**EXERCISE GOAL:**
Copy each record below exactly, please, and leave its pictures out.

(Source data)
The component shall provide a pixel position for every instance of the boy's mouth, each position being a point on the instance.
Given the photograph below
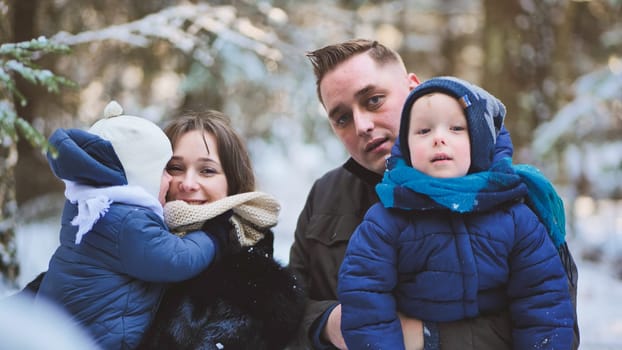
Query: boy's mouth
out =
(440, 157)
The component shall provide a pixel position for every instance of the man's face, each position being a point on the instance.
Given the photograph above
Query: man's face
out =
(364, 104)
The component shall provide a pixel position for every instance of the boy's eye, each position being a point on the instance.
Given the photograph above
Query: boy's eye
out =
(423, 131)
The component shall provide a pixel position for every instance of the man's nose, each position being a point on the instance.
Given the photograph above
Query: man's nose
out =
(363, 122)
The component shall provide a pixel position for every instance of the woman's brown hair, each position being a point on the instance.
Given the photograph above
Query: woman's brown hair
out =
(232, 151)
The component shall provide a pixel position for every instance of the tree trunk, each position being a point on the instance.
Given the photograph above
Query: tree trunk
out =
(9, 266)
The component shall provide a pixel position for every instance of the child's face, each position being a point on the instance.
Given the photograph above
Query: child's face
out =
(197, 175)
(438, 137)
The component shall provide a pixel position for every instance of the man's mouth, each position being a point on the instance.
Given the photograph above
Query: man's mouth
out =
(374, 144)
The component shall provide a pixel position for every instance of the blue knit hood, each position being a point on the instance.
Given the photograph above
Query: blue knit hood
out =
(484, 114)
(85, 158)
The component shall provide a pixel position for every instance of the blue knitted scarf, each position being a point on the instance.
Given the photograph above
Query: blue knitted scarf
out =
(404, 187)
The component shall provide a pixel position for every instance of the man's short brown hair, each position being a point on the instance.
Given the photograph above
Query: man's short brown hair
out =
(328, 57)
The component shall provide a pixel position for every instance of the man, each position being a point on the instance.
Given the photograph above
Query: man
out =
(363, 85)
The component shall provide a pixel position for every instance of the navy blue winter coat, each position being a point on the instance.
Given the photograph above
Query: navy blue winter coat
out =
(112, 282)
(434, 264)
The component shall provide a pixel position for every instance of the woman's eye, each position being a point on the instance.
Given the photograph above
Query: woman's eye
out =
(208, 171)
(173, 169)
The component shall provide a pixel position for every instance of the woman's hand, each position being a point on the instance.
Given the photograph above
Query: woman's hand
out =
(413, 332)
(332, 330)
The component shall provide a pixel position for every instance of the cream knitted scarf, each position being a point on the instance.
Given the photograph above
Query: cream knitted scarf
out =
(253, 213)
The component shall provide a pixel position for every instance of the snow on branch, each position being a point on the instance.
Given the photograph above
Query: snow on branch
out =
(185, 27)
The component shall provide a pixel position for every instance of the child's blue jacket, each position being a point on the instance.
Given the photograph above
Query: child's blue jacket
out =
(111, 283)
(434, 264)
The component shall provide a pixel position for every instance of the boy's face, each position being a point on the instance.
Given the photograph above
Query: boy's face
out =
(364, 103)
(197, 174)
(438, 137)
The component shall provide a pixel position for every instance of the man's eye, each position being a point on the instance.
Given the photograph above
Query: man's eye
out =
(423, 131)
(375, 101)
(342, 120)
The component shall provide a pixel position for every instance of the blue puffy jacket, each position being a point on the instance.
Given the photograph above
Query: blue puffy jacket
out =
(113, 280)
(437, 266)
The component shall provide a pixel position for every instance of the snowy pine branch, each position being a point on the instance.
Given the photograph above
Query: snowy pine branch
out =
(18, 59)
(186, 27)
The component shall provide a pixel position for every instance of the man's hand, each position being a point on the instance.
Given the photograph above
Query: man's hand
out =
(332, 330)
(413, 332)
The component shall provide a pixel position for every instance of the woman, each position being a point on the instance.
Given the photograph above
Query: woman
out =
(245, 300)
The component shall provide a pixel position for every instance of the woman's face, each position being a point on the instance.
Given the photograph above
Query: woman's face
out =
(197, 175)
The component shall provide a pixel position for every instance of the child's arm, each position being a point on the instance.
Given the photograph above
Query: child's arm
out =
(541, 308)
(367, 278)
(149, 252)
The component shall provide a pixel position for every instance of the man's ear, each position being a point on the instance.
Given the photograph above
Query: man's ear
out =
(413, 81)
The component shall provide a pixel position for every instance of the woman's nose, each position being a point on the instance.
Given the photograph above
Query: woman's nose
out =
(188, 183)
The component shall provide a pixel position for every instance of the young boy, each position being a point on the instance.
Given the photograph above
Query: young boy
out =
(115, 251)
(452, 238)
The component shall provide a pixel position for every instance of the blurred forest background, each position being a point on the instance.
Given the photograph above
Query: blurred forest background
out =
(556, 64)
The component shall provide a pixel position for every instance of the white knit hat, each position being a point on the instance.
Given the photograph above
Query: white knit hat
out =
(142, 147)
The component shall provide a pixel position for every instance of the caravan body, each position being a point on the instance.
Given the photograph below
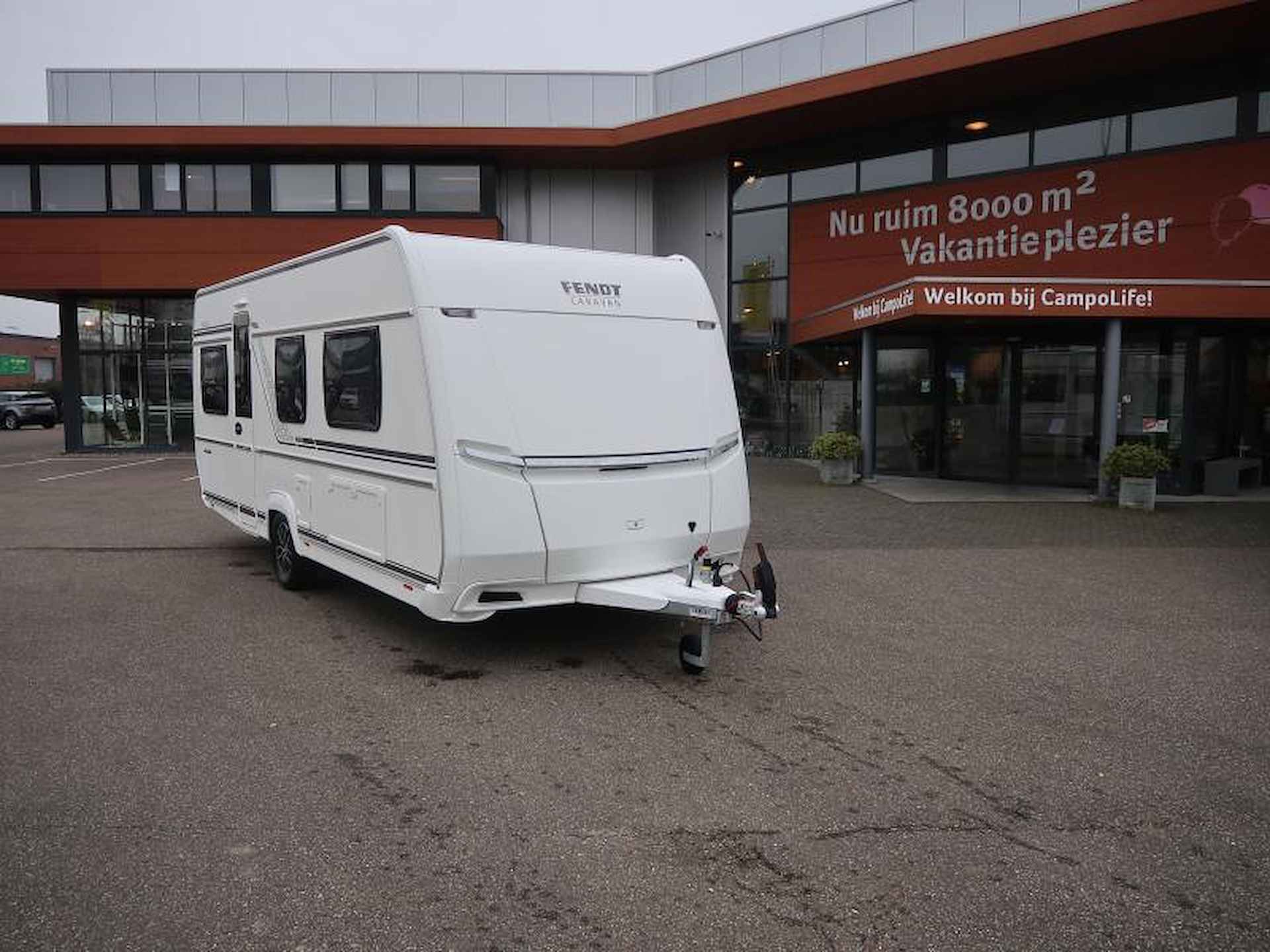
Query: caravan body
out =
(473, 426)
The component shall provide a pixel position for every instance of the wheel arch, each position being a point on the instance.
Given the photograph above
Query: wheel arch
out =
(282, 504)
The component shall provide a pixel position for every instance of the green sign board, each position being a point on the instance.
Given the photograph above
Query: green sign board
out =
(15, 366)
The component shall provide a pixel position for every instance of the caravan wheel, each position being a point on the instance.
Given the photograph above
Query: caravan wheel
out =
(288, 568)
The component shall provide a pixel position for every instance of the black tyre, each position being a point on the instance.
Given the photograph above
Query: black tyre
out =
(288, 568)
(690, 645)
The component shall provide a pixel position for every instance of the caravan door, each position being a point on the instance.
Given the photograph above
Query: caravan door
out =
(241, 462)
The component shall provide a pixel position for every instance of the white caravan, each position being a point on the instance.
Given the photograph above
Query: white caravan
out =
(482, 426)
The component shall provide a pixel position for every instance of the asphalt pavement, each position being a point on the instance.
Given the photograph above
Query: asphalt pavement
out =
(977, 727)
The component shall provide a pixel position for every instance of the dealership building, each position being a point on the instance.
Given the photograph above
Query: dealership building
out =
(992, 237)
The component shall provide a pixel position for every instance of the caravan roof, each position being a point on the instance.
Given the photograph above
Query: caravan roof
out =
(509, 276)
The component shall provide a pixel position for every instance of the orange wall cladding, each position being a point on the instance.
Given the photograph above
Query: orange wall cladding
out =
(45, 255)
(1194, 215)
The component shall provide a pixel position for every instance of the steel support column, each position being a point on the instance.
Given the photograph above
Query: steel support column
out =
(869, 401)
(1111, 405)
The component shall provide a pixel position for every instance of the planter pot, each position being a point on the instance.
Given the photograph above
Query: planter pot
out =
(1137, 493)
(839, 473)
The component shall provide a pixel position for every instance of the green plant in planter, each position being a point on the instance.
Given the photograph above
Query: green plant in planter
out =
(836, 446)
(1136, 461)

**WRITTEN SOLUTION:**
The component shall provide a pixel position for every instance of the boy's mouth, each position being a point on the instance.
Given the photograph below
Query: boy's mouth
out =
(440, 157)
The component shall provide a pixel position for every instance of the man's face, each position being a point on the instance.
Given the photograph above
Query: man's face
out =
(364, 104)
The component shall provide a pixel position for every instance of the boy's eye, each position being a point on the instance.
Given the photograph above
Query: boy's eye
out =
(423, 131)
The component shall provide a pixel position for every instance of the man's nose, each position being a point on the instance.
Given the photograph above
Query: man's nose
out =
(363, 122)
The component shall provide a pixel position for every instance of the woman's brown hair, each position being a point on the instance.
Given the photograph above
Query: woman's brown hair
out =
(232, 151)
The component shall provide a pixel position for every instance of the tree trunk, each position being a point on the instance.
Given the photograph above
Query: tree trunk
out =
(9, 266)
The component shall provide a pixel position for every instance of the child's face, each position being a point on the instance.
Given the photograph above
Query: child's face
out =
(197, 175)
(438, 137)
The component shall provide a pixel position for every instance of the man's mouth, each position being a point on the instance.
Given the photograph above
Query: man's mouth
out =
(374, 144)
The component shall provide a pixel position for every instance of the blue knit hood, each position being a point on the instance.
Given the photograph above
Query: blue knit hood
out =
(484, 114)
(85, 158)
The component shall provide a pixel position for every instance of the blue knitted scarf, each position being a point on the instance.
Given the photograph above
Query: blue knitted scarf
out =
(404, 187)
The component shall provide a pixel position for every instance of the man's short brown hair, each position being a point on the instance.
Given the photograph above
Query: man's short brown hair
out =
(328, 57)
The component shall provide a pixel position for every instance of the man, each position being a point on the instance.
Given the photograph above
Query: man
out =
(363, 85)
The component shall provide a pixel position for every instance of the navy blue winter coat, each position being a point on the instance.
Given the photograph above
Query: navy blue winter coat
out =
(112, 282)
(434, 264)
The component shall provide a pixel position for every instance of the woman's eye, each position being a point on the instance.
Given the photograph above
Query: woman's eye
out =
(208, 171)
(173, 169)
The component shall provide a pixel position for every instance of the woman's hand, each position being a point on the instance.
Given the photograph above
Query: woman's hand
out =
(413, 332)
(332, 330)
The component shall provide a pixel position for every instance of the cream knitted scarf, each position being a point on the instance.
Given the photograph above
Query: cream knitted scarf
out =
(253, 213)
The component shall provide a pixel position for every instance of the snow on branch, each position being a point on the instance.
Given the photograph above
Query: snow on branch
out =
(185, 27)
The component shall provide a pixel position for every instance of the child's blue jacket, each position being a point on the instance.
Given the photograph above
Query: child's blue jacket
out =
(111, 283)
(434, 264)
The component shall provide a pixel position for every instance of the boy's face, each position being a point on the instance.
Given the photograph above
Query: boy's face
out =
(364, 103)
(197, 174)
(438, 137)
The component shall provide a pixel position for every instance of the man's eye, each position being a point on the instance.
Given the photograph above
Query: man's eye
out =
(423, 131)
(375, 101)
(342, 120)
The component shall provide a pixel position for every instance of the blue puffy jacket, each position being a point on the instance.
Given the photograph above
Query: blue puffy jacket
out =
(113, 280)
(437, 266)
The component shall provide a pixel position for every instance of the snowy pine branch, each position being a point on the instance.
Given the photograph above
Query: snowy pine branch
out =
(18, 59)
(186, 27)
The component shall provide a pixel position for every instance of the man's hand, each position being a point on the instance.
Given the photograph above
Query: man's hand
out =
(332, 330)
(413, 332)
The component shall provide a pixel position for every instance of the woman, each position being a point on the instance.
Given the photograph above
Query: woman
out =
(245, 300)
The component shall provide a pixel position for every instance of the woman's face, each position being a point on the instance.
Given the photograph above
Query: woman's face
out =
(197, 175)
The component shall provide a pixel position for every instance of the child's arm, each position being a point on the instance.
Given the photograph above
Query: child's arm
out =
(541, 308)
(367, 278)
(149, 252)
The component shall provide a pixel position for every instance of the man's ear, each position being a point on the instance.
Given the photograph above
Query: man's ear
out =
(413, 81)
The component shall provide a pixel position for every instance of the woman's nose, each position being a point on the instance.
Given the photograph above
Query: woman's nose
out =
(188, 183)
The component shall provide a pixel position for every instance of the young boy, each position being a point on the instance.
Given the photograph above
Query: young boy
out =
(115, 251)
(452, 238)
The component shall provide a pixel position for every instance of the blurred forest background, each position being a point on the instance.
Given the photograph above
Query: blurred forest background
out =
(556, 64)
The component shall provide a pixel position for every instance of the white knit hat, each position being a point on the instance.
Given the photograph above
Query: white knit hat
out =
(142, 147)
The component shall provide a pixel position for every instance of the caravan body, each position being a point on the instance.
Given the photograph below
Query: caravan body
out =
(473, 426)
The component shall provide a pixel position for every instance of the wheel arch, each position being a point on the instance.
Given the photograph above
Query: wheel arch
out =
(282, 504)
The component shall provide a pixel position for every instance of the green sign board, each position being a point on the instance.
Given the photograph above
Query: green sign board
out =
(15, 366)
The component shall provide a pixel position for every instance of the caravan wheel, each position being a point on the instance.
Given the photograph above
Query: caravan wheel
out =
(288, 568)
The component shall provide a pixel position for every instance of the black tyre, each position being a point on the instance.
Given the photograph above
Query: black tyre
out =
(288, 568)
(690, 645)
The component shall provide a pixel position for every instance of the caravan door, each position being a point on the instance.
Given the photograph above
Query: caravan door
out =
(241, 462)
The component shall provide a pixel position for every instance of the white caravan, each position being a point on the instance.
Given the photograph above
Query: white caravan
out =
(482, 426)
The component shall provide a pixel position for every instance of the asphalt pavement, each position being a point on the instance.
Given the photograph above
Query: asphalt pavement
out =
(977, 727)
The component shall provide a pixel position for every instance of the dealership building, each position being a point on the instance.
Given the photograph above
Query: dealership building
out =
(992, 237)
The component shall provide a pixel position for every instance of the caravan roof, each position being a point on the instance.
Given the photograph above
Query: caravan roof
out =
(509, 276)
The component shall provide a pixel position for every instance of the orange wall cladding, each position being a point on the instance.
Given the photograph above
Query: orange wall cladding
out =
(45, 255)
(1194, 215)
The component shall provide a pixel position for every instance of the steel support column, each position being a point on the instance.
Given the photograph above
Query: steel support column
out =
(869, 401)
(1111, 405)
The component shall provide a pixel position for every instance of the planter pot, each position being a point on the instance.
Given the photograph above
Query: planter pot
out =
(1137, 493)
(839, 473)
The component shall provide a pixel position for every instance of the green plant in planter, each position being a point on the instance.
Given the photograph above
Query: green plant in planter
out =
(836, 446)
(1136, 461)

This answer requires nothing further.